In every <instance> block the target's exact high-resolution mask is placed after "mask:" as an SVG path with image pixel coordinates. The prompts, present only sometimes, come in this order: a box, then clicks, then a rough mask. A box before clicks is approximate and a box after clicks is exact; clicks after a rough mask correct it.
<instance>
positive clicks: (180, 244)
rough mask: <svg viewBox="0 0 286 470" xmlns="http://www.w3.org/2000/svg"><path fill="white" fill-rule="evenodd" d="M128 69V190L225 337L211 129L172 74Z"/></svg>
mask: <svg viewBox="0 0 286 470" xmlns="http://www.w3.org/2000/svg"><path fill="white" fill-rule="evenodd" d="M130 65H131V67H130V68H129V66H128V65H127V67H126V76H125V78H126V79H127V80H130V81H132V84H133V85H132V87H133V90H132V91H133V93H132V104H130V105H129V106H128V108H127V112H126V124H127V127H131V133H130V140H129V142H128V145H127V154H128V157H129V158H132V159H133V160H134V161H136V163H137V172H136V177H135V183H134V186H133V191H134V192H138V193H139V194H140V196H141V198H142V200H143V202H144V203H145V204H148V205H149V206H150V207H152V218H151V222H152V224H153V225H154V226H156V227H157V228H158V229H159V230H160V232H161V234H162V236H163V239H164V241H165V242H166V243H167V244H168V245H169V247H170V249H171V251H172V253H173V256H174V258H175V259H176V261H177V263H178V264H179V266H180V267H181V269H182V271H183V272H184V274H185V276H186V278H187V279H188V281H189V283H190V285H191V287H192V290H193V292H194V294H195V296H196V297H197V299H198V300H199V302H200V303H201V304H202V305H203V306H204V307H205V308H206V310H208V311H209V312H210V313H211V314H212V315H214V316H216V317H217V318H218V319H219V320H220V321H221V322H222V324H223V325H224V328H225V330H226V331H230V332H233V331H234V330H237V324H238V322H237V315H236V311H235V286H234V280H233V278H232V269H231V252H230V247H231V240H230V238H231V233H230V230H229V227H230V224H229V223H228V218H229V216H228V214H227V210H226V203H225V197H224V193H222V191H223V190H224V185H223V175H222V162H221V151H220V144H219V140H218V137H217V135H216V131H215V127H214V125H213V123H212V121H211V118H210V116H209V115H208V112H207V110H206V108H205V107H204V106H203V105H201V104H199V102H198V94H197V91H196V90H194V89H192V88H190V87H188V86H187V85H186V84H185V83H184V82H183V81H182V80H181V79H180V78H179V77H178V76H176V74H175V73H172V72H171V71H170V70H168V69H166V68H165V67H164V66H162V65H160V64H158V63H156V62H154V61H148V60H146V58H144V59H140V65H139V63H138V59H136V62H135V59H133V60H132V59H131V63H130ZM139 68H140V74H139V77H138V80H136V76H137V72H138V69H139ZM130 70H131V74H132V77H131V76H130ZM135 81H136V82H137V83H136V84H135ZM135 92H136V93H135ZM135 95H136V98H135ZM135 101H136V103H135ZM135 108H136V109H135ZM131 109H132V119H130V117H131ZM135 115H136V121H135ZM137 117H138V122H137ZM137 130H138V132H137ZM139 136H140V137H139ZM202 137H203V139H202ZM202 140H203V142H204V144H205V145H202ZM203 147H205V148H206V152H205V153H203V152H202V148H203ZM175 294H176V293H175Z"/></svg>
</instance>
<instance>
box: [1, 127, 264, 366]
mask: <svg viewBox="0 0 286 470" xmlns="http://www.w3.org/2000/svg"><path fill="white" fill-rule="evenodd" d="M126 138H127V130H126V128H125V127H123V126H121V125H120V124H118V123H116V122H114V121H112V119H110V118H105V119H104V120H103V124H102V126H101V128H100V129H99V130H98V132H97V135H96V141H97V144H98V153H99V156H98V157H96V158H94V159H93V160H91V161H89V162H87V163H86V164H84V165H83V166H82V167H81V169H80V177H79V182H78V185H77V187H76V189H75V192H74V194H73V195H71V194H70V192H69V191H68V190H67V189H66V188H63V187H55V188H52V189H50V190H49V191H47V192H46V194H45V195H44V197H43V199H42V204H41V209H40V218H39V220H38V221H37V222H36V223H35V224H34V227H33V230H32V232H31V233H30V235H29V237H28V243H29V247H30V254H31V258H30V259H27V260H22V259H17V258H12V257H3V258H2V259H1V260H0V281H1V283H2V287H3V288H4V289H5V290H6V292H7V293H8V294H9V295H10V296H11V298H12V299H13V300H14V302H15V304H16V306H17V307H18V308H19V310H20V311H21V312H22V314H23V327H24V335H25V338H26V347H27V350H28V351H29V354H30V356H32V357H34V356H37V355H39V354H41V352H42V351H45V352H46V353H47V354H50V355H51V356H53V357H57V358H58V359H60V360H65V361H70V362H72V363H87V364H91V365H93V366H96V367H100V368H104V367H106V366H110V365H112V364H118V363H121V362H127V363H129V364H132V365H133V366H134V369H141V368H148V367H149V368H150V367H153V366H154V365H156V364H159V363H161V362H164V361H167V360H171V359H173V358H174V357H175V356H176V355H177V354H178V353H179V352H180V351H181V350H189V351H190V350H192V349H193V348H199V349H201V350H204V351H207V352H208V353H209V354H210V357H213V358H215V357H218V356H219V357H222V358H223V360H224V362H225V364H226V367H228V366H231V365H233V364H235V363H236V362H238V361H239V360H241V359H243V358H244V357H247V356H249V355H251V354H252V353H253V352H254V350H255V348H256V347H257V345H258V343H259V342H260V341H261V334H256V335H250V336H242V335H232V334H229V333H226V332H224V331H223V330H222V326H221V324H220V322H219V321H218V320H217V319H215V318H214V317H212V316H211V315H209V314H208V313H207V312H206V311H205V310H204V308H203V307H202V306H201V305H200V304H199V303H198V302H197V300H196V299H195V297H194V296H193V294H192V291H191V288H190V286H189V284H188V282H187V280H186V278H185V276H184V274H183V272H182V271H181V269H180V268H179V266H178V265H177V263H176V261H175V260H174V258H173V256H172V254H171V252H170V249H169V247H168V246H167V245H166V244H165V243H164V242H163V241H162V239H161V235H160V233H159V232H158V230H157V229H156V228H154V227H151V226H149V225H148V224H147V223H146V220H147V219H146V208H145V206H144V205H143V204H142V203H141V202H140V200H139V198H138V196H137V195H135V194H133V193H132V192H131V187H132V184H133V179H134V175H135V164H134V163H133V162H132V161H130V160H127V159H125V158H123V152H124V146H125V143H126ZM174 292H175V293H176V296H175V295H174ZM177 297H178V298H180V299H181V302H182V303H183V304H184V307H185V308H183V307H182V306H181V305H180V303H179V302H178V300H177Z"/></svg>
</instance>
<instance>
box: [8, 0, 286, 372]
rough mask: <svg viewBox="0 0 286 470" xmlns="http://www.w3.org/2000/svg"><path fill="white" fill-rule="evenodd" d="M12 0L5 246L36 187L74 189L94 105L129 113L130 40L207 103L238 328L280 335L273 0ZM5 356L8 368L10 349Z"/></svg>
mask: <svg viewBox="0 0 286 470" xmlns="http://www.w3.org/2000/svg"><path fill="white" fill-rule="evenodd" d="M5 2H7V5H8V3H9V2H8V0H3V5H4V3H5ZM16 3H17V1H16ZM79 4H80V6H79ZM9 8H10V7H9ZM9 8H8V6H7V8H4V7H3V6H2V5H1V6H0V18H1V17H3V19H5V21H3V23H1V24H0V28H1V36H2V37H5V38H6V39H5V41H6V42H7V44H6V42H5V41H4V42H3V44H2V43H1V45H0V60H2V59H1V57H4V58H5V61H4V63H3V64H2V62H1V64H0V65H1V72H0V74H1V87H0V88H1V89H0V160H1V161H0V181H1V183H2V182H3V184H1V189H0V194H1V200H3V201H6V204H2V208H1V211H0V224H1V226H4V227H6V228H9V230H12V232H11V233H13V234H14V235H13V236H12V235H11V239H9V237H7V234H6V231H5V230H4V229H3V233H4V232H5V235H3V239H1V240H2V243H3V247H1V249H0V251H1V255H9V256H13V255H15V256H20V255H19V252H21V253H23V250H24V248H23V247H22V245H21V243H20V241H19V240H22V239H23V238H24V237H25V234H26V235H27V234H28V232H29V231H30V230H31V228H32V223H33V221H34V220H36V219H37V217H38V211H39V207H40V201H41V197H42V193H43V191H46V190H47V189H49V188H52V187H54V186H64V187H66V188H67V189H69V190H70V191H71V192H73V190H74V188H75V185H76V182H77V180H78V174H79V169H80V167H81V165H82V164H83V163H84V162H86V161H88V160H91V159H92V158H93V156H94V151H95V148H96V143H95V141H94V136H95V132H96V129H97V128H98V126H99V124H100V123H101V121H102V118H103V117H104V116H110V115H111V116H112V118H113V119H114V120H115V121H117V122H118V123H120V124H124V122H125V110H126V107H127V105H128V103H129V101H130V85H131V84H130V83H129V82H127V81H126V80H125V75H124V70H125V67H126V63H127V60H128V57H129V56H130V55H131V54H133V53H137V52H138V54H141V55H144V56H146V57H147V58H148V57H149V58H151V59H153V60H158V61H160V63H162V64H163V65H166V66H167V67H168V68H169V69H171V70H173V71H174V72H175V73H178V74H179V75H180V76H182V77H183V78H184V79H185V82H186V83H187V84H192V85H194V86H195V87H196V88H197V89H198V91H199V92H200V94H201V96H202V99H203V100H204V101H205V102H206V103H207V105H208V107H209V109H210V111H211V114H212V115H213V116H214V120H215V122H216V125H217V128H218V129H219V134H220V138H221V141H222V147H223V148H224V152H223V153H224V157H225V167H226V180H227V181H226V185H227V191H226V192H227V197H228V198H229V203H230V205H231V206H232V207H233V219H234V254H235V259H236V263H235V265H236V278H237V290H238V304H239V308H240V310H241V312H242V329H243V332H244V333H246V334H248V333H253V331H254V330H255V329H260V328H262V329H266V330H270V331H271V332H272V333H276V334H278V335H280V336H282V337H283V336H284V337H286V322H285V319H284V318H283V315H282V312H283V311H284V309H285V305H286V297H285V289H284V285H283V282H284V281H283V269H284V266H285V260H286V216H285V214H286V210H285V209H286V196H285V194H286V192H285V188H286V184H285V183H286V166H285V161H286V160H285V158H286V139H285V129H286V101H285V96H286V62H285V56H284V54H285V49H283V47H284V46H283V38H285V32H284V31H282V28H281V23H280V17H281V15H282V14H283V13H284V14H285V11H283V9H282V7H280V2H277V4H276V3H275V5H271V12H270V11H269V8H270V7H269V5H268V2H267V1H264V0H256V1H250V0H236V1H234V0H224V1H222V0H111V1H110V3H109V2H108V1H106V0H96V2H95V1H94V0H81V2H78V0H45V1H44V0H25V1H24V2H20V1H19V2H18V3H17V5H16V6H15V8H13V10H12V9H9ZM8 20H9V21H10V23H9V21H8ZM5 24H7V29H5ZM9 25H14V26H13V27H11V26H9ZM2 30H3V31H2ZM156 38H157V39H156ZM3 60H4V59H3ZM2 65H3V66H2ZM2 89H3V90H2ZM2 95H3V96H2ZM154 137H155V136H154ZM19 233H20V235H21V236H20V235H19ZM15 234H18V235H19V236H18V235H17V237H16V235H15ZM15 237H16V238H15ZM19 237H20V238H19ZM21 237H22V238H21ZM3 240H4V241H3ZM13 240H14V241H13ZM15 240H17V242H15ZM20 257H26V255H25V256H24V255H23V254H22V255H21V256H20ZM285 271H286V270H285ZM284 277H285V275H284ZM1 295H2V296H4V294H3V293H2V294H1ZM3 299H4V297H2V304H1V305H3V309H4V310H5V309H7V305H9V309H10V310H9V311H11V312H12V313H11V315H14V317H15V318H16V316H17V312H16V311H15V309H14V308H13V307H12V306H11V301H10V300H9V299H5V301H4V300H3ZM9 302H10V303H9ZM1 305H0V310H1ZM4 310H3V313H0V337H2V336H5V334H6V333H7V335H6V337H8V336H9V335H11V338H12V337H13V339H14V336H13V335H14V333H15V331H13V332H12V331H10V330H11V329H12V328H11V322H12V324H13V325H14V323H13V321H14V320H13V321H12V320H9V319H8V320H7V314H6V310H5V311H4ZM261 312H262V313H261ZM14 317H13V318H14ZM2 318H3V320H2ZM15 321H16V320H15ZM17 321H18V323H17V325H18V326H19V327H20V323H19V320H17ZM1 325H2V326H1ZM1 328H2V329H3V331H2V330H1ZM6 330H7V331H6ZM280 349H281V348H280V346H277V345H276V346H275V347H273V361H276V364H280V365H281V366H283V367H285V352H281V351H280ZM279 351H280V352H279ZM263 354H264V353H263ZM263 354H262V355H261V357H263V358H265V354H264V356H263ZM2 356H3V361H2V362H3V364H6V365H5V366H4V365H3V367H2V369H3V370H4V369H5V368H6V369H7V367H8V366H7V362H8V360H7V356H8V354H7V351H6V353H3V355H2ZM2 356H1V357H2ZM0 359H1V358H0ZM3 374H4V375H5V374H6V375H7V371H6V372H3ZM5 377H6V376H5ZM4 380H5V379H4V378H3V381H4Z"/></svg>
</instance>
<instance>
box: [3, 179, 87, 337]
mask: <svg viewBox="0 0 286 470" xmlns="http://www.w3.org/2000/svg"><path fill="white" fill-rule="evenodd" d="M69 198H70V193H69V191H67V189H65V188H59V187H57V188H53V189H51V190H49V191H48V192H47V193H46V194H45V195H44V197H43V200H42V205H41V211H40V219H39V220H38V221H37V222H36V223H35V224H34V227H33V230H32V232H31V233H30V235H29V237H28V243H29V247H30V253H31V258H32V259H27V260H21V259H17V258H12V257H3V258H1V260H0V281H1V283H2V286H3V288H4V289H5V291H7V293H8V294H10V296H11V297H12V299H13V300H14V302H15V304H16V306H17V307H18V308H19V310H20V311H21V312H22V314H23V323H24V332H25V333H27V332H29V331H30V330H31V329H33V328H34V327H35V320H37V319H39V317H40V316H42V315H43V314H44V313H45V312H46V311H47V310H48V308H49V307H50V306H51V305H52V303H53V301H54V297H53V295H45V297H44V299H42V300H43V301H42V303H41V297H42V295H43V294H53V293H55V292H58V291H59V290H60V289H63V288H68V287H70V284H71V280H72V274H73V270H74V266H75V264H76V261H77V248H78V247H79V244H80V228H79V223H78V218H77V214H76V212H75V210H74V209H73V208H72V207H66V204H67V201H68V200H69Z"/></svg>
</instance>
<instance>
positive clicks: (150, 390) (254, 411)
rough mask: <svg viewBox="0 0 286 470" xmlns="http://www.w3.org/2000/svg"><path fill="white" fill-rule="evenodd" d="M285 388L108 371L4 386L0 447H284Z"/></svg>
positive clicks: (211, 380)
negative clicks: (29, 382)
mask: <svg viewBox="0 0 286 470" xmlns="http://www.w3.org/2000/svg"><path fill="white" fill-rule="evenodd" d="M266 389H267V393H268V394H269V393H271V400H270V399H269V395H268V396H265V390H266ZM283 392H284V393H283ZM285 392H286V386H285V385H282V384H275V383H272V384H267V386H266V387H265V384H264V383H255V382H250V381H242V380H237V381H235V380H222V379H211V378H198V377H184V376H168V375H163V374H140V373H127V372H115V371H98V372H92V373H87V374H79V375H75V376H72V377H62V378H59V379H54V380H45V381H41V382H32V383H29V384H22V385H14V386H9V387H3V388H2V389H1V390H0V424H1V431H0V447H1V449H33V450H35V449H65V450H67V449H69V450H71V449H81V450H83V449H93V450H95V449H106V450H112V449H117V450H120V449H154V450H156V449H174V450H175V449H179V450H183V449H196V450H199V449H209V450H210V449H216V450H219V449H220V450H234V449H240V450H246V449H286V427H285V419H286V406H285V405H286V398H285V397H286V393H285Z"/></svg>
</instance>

|---|

§ **How to complete this task**
From the first line above through the line that contains "positive clicks: (180, 244)", quote each line exactly. Output nothing more.

§ **Response below**
In every <instance> block the target's exact high-resolution mask is placed after "mask:" as an SVG path with image pixel coordinates. The prompts, present only sometimes, come in this order: a box, then clicks, then a rough mask. A box before clicks is approximate and a box after clicks is exact; clicks after a rough mask correct it.
<instance>
positive clicks: (180, 244)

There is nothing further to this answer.